Mes yeux caressent toujours le ventre que Lune m'offre à voir – à moi et à Ruby. Sur le dos, les pattes arrières étendues et celles de devant rassemblées sur son museau.

« C'est Lune, » dis-je dans un petit rire.

Une poignée d'instants

C'est peu habituel chez moi, que tout soit aussi léger. Habituellement, mes pensées me dictent d'autres choses, raison m'enferme, ma voix ne sort pas aussi délicate.

*Ruby* je lève les yeux sur elle, à nouveau. C'est son visage que je connais déjà qui me passionne le plus. Parce qu'il est plus intéressant que seulement ses yeux, parce qu'il contient à la fois ces derniers, son nez que je trouve brusquement harmonieux et sa bouche qui m'a l'air si tendre. Sa peau est laiteuse, Belle, immaculée. La mienne ne l'est sûrement pas, elle est tâchée de petites tâches de rousseurs d'une couleur trop étrange et pas assez marquée ; elles ressemblent à des petites tâches de saleté bien plus qu'à quelque chose de joli. *Mais elle...* Elle est très Belle.

###

Défis:
1 - Dans le récit sur Lune et Ruby, dans quelle position Lune se trouve-t-elle ?
2 - Prolongez le récit sur Lune et Ruby en reprenant après sa dernière phrase.
Les lignes de données n'ont aucun rôle ici.

###

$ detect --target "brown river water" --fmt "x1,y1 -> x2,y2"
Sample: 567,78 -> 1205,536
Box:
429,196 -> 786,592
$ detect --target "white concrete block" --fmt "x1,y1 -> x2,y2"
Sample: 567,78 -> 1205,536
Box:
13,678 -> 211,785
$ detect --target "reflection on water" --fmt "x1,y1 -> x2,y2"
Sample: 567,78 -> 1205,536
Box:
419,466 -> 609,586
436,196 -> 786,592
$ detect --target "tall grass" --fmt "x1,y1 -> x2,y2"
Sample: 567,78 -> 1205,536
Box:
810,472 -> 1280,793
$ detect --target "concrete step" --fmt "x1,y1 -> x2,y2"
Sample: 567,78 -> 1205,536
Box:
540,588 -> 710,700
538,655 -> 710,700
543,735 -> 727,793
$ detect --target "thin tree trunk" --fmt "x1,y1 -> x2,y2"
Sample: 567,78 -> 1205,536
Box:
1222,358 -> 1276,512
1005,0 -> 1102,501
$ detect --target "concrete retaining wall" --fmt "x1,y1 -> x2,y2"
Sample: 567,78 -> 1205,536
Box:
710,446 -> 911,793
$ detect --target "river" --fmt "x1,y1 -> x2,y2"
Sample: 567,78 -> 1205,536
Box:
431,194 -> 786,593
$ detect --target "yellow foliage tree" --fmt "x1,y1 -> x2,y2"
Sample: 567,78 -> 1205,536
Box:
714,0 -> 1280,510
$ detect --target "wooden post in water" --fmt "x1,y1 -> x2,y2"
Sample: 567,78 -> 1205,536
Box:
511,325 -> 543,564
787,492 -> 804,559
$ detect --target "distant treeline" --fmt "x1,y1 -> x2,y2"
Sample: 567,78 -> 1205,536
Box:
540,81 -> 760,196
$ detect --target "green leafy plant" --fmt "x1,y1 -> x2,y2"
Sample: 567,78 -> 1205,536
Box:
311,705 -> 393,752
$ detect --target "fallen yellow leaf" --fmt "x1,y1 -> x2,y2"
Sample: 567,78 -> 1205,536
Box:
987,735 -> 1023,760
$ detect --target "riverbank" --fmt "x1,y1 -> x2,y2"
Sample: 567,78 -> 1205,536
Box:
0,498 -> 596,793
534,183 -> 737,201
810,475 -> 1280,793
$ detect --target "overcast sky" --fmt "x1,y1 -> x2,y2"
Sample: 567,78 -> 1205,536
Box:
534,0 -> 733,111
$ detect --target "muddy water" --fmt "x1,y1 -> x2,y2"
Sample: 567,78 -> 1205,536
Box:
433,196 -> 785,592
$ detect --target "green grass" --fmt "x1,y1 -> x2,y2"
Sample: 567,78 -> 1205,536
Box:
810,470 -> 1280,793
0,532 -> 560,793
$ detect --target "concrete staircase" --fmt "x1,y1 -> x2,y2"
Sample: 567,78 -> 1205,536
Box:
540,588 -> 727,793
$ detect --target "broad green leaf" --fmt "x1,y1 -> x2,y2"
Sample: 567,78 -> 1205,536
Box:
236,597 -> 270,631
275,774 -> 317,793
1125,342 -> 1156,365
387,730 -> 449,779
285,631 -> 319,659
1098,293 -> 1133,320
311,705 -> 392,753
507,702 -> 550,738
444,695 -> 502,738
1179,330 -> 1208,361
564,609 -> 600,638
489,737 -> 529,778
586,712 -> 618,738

###

Réponses écrites:
1 - Lune est sur le dos, les pattes arrière étendues et celles de devant rassemblées sur son museau.

2 -
Mais bientôt, dans un autre instant langoureux et trop silencieux, je me demande... *Comment j'fais, maintenant ?* Comment entretient-on une conversation ? *'Faut qu'j'fasse comme Chems !* Un éclair de génie. *Comment y'fait déjà ?* Ce n'est pas si évident.

Je me contente bien trop souvent de le regarder faire, de l'écouter et d'ajuster mes regards : malicieux, inquiets, amusés ou réprobateurs. Même si il y en a certains qui sont d'une autre nature... Mon esprit préfère toujours les passer sous silence, un peu de rouge aux joues. J'ai toujours le rouge aux joues lorsqu'il s'agit de ces regards particuliers, en les donnant et en y repensant, en les enfouissant discrètement dans un coin.

Pourtant, ainsi fixée sur le visage de la Belle-Ruby – divaguant dans les méandres de mon fleuve Esprit – l'envie de converser avec elle me prend. Mais que pourrais-je lui dire ? Que pourrais-je lui demander ? Et irrémédiablement je me le demande : comment font les Autres ? Comment ces Autres gèrent-ils le fleuve de leur Esprit ? Comment les Autres trouvent le moyen de converser ?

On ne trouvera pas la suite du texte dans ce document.